» **Task to carry out**
Count the lines in the listing below that contain the string "surface", treating uppercase and lowercase as different. Reply with only the number.
## start
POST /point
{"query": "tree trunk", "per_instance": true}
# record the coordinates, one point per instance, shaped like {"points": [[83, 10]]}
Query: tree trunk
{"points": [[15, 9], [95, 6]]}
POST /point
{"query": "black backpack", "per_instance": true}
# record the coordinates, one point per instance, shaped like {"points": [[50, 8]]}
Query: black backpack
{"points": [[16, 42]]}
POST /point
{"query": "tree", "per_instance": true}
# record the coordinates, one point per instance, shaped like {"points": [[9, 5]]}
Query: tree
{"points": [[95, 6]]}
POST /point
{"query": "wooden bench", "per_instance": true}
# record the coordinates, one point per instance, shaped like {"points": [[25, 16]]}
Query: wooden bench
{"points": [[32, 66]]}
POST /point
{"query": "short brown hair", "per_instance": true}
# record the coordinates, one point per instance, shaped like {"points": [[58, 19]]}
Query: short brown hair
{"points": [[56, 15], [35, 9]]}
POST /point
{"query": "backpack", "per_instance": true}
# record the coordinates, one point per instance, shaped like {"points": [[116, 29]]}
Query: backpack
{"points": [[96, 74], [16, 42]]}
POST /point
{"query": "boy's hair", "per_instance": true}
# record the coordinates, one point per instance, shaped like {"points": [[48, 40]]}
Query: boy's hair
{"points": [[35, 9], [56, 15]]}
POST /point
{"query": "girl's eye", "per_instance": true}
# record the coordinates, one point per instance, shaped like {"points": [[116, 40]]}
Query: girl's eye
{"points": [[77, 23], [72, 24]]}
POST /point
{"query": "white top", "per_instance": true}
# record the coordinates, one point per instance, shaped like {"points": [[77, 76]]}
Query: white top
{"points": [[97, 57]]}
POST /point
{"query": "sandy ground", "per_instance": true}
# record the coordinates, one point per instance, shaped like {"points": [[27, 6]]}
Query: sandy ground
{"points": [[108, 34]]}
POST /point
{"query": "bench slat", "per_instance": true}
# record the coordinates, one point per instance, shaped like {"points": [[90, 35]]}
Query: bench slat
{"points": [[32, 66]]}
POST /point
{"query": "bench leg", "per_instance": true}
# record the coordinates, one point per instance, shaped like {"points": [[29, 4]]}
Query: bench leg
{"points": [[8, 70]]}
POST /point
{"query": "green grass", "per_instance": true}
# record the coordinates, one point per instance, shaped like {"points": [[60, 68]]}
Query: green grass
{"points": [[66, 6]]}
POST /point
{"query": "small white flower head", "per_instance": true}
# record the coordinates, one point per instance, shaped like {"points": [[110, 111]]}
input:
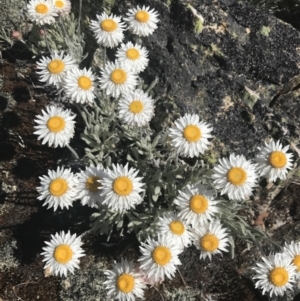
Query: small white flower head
{"points": [[55, 126], [41, 11], [89, 187], [63, 7], [124, 282], [117, 78], [52, 70], [79, 85], [275, 274], [210, 238], [58, 189], [175, 229], [159, 258], [196, 204], [190, 135], [134, 56], [142, 21], [236, 176], [136, 108], [274, 161], [121, 188], [108, 30], [292, 251], [62, 253]]}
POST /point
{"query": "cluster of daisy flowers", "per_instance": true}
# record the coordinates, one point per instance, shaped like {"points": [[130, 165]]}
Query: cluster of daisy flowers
{"points": [[118, 79], [278, 272], [119, 188]]}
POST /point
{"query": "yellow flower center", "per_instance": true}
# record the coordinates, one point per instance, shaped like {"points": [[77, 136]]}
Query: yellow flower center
{"points": [[132, 54], [236, 176], [109, 25], [125, 283], [56, 66], [177, 227], [92, 184], [198, 203], [63, 254], [192, 133], [118, 76], [59, 4], [41, 8], [136, 107], [209, 243], [296, 262], [56, 124], [142, 16], [161, 255], [122, 186], [84, 82], [277, 159], [58, 187], [279, 276]]}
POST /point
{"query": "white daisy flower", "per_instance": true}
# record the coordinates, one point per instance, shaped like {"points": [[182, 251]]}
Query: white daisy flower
{"points": [[292, 251], [134, 56], [117, 78], [235, 176], [174, 229], [190, 135], [53, 69], [210, 238], [142, 21], [159, 258], [275, 274], [136, 108], [196, 204], [108, 30], [63, 7], [55, 126], [58, 189], [79, 85], [274, 161], [62, 253], [41, 11], [89, 187], [121, 188], [124, 283]]}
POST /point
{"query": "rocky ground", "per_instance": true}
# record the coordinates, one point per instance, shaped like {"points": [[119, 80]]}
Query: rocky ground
{"points": [[231, 71]]}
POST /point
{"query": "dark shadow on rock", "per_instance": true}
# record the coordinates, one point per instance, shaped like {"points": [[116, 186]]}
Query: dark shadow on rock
{"points": [[3, 103], [7, 151], [25, 168], [32, 234], [21, 93], [10, 119], [17, 52]]}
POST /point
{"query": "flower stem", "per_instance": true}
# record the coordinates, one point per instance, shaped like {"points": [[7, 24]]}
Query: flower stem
{"points": [[72, 150]]}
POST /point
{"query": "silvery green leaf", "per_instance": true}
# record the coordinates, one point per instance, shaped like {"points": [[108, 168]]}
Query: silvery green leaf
{"points": [[232, 246], [157, 190], [154, 198]]}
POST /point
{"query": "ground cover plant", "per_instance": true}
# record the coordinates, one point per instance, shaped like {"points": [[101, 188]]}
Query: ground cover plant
{"points": [[150, 179]]}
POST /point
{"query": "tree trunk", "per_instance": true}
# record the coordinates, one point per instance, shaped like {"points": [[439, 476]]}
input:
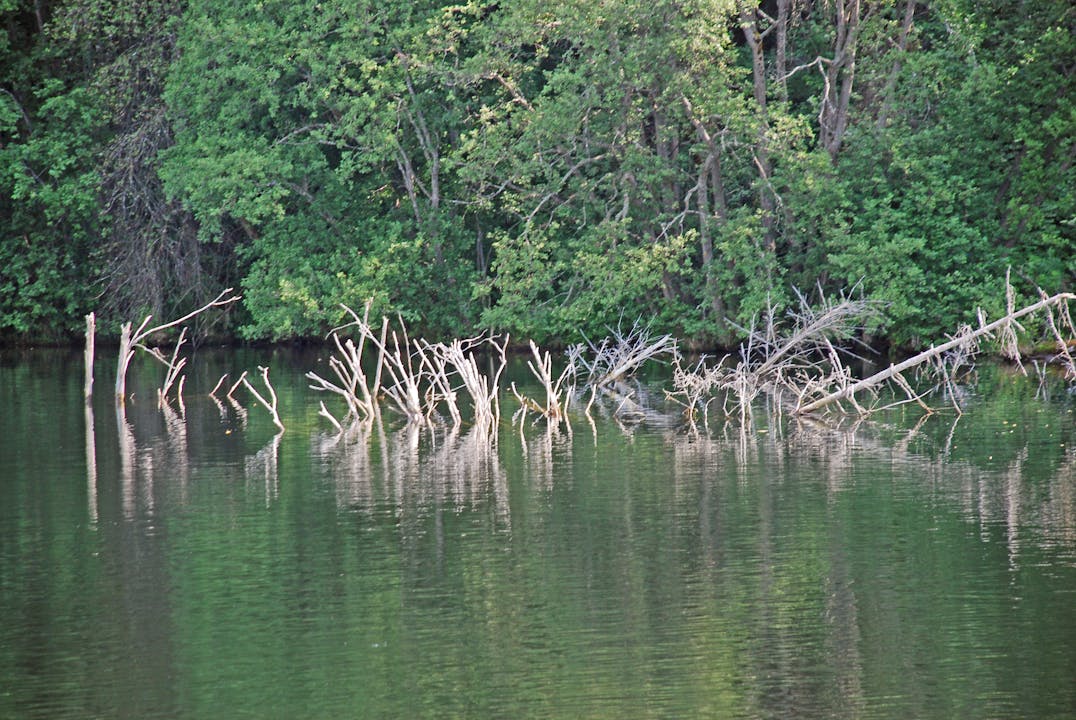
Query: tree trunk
{"points": [[894, 370]]}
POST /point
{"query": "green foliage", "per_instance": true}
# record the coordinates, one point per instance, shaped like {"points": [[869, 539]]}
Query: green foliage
{"points": [[543, 168]]}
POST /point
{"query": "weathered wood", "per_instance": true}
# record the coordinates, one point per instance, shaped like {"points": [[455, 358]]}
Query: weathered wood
{"points": [[933, 352], [90, 334], [130, 340]]}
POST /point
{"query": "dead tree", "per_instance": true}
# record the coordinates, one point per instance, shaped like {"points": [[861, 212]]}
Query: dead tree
{"points": [[131, 340], [962, 340]]}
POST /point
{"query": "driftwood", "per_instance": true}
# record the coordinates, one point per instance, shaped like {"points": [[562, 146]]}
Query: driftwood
{"points": [[619, 355], [90, 333], [131, 340], [794, 355], [541, 367], [270, 404], [961, 341]]}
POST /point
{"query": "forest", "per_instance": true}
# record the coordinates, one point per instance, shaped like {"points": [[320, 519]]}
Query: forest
{"points": [[541, 167]]}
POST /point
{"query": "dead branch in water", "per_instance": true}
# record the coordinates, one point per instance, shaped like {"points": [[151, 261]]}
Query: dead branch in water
{"points": [[619, 355], [353, 384], [541, 367], [130, 340], [961, 343], [90, 334], [457, 358], [269, 405], [773, 360]]}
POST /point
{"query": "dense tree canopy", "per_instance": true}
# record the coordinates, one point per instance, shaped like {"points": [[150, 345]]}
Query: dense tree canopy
{"points": [[542, 167]]}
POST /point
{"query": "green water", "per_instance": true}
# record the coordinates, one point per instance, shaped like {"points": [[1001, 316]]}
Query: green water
{"points": [[153, 567]]}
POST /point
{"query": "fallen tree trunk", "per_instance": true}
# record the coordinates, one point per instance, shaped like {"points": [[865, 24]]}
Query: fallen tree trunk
{"points": [[934, 352]]}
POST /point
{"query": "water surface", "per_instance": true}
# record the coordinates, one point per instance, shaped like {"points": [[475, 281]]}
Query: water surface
{"points": [[158, 566]]}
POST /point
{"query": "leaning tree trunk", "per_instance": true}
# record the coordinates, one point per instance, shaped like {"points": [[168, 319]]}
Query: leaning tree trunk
{"points": [[894, 370]]}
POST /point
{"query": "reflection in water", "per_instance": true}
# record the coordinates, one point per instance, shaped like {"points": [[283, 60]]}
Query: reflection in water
{"points": [[419, 468], [90, 463], [643, 568], [264, 466], [158, 465]]}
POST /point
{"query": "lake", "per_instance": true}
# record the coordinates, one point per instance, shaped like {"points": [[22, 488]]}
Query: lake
{"points": [[158, 566]]}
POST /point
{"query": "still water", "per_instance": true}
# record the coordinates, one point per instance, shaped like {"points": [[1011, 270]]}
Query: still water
{"points": [[153, 566]]}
## end
» **Reply to the task**
2